■ Task inputs ■
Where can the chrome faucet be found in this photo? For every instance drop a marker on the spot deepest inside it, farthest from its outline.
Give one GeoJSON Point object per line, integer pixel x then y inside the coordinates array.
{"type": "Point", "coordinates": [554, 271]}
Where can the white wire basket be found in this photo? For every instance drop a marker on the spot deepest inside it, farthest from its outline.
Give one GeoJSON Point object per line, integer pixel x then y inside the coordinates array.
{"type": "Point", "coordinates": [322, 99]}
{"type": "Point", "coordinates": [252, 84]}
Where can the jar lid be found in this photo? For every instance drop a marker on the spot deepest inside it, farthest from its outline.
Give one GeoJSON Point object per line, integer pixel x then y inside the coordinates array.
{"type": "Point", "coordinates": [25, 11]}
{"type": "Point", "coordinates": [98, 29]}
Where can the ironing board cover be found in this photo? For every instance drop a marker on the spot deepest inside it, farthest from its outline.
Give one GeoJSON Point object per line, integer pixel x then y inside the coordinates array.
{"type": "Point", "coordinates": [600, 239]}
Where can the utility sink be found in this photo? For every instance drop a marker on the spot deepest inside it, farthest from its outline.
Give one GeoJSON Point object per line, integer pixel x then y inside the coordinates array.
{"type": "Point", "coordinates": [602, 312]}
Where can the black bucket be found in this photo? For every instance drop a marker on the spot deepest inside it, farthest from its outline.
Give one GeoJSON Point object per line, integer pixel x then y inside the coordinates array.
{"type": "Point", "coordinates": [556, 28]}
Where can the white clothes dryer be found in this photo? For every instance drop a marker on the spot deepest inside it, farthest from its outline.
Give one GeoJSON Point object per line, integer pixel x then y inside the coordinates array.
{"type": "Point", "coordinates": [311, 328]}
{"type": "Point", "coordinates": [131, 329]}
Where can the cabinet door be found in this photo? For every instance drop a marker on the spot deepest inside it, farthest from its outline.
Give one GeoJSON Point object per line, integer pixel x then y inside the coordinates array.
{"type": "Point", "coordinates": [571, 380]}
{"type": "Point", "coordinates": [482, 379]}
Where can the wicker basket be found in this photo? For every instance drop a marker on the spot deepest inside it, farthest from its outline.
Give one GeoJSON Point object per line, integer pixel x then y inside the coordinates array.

■ About this exercise ■
Look through the entries above. Copy each line in which the string "basket" occurs.

■ Output for this task ■
Where can the white wire basket be found in this photo? For every instance drop a marker on the spot deepest inside it, farthest from its outline.
Where can the wicker basket be found in this photo? For every instance drop a marker on the spot deepest inside it, farthest from its outline.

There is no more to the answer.